What this task involves ▸
Wherever "coordinates" appears in a line of the listing, that line should be returned.

Records supplied ▸
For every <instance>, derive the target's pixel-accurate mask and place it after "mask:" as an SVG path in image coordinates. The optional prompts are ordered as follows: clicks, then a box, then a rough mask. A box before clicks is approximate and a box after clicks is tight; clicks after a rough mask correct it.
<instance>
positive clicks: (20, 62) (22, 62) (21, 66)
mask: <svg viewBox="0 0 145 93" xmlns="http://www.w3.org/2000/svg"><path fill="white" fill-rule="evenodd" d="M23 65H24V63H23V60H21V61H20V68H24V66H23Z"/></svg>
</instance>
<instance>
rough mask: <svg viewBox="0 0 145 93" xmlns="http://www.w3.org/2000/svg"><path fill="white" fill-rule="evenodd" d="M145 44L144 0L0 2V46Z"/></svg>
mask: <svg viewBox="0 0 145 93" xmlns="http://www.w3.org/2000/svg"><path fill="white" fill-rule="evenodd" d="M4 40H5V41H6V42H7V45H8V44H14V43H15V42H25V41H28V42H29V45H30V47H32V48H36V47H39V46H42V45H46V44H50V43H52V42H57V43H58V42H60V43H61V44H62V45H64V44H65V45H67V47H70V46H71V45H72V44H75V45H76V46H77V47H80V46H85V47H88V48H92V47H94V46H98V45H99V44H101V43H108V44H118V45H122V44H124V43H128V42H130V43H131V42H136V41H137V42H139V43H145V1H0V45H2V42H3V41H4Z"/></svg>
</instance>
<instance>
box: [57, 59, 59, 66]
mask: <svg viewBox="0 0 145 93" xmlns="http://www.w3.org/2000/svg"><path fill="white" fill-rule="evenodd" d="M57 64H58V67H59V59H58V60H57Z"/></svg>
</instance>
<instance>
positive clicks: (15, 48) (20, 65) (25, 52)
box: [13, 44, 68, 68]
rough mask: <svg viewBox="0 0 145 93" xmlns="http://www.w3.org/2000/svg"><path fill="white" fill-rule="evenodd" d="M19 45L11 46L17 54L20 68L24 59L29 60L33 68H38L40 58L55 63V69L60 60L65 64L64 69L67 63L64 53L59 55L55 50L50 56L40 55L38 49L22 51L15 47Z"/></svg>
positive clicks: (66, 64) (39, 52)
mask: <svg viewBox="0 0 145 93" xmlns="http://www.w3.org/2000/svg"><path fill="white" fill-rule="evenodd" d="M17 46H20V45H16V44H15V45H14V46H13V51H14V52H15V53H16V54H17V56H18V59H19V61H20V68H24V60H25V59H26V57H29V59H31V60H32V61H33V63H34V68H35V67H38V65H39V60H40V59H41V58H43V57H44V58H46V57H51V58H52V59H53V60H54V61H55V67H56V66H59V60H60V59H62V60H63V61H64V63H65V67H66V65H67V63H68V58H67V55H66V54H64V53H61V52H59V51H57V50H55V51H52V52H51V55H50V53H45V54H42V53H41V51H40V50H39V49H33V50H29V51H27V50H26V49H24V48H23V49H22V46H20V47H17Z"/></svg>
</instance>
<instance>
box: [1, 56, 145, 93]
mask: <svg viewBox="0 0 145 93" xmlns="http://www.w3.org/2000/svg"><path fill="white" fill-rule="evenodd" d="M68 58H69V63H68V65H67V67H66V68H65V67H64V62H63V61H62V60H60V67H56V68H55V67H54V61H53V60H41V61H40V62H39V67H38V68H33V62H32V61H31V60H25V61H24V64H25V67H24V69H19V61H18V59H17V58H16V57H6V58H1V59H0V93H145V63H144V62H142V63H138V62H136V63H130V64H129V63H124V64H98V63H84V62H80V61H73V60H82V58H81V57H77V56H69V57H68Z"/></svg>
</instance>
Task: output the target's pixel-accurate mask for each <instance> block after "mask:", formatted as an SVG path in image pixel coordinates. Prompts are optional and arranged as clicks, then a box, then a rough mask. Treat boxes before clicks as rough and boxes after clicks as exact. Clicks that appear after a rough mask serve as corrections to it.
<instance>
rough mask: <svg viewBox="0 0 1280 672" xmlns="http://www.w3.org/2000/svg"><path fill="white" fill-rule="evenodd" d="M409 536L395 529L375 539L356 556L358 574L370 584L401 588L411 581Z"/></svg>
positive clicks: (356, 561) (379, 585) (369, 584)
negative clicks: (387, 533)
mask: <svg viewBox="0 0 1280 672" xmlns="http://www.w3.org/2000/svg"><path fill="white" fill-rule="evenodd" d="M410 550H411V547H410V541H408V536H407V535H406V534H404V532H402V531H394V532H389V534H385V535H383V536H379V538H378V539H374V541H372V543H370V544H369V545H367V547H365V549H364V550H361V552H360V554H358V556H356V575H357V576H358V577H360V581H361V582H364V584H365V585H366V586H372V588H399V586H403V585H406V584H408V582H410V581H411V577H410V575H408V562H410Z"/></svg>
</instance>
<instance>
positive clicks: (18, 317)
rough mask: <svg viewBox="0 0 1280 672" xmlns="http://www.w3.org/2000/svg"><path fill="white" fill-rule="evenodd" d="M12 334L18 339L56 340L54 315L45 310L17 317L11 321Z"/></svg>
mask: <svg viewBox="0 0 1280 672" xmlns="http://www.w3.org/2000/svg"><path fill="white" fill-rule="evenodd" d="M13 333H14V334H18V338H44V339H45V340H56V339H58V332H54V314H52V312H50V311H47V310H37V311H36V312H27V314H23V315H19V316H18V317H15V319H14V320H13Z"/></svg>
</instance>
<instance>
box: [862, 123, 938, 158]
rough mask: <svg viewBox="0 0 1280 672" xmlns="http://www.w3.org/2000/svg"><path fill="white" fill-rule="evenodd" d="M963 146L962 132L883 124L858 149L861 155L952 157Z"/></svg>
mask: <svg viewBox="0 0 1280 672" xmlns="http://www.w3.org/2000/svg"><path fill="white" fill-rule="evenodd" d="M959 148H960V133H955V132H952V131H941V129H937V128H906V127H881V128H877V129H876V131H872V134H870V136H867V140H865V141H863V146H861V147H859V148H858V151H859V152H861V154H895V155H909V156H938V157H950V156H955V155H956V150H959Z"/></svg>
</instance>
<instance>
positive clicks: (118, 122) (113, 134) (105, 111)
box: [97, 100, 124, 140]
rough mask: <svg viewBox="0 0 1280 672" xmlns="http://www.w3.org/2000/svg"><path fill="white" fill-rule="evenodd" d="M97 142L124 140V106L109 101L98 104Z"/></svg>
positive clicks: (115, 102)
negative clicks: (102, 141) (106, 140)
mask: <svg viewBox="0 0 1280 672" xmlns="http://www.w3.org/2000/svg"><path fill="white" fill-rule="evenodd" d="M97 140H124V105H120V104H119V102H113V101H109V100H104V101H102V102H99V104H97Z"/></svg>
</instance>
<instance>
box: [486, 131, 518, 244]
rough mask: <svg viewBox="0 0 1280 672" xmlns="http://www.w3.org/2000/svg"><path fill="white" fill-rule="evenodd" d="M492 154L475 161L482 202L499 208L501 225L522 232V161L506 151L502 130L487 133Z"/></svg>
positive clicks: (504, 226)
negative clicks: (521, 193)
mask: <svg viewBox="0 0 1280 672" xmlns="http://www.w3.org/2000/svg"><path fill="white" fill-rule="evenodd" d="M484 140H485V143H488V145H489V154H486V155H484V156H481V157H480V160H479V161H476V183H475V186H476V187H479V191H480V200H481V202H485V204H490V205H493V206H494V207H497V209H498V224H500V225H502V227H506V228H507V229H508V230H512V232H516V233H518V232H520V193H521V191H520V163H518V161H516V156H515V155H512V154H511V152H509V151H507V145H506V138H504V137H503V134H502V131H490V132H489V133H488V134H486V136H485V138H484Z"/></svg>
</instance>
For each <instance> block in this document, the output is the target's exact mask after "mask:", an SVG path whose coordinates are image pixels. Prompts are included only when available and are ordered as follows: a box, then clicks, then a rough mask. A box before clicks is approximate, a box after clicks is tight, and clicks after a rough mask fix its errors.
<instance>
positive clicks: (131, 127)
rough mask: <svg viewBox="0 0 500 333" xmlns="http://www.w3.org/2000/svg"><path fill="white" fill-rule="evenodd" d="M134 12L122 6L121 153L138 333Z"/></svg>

Exercise output ▸
For every <instance>, derive the target's pixel-accurate mask and place it after "mask:" as an SVG path in image coordinates. The optional prompts are ordered as follows: clicks, then a box, then a rough mask. A box before clicks is approximate and a box after clicks is tight; clicks after a rough mask correct it.
Task: output the target's pixel-accurate mask for each <instance> block after "mask:", formatted as an SVG path in image pixel coordinates. Prompts are optional and arranged as clicks, then a box, then a rough mask. Treat boxes before clicks as rough and boxes after clicks as exact. Clicks that appear after a rough mask serve as corrections to it.
For each <instance> block in this document, the output is the target's exact mask after "mask:", an SVG path whose coordinates are image pixels. Prompts are included only when available and are ordered as follows: a box, then clicks, then a rough mask. A box before clicks is approximate, a box after clicks is tight, and clicks after a rough mask fix its errors.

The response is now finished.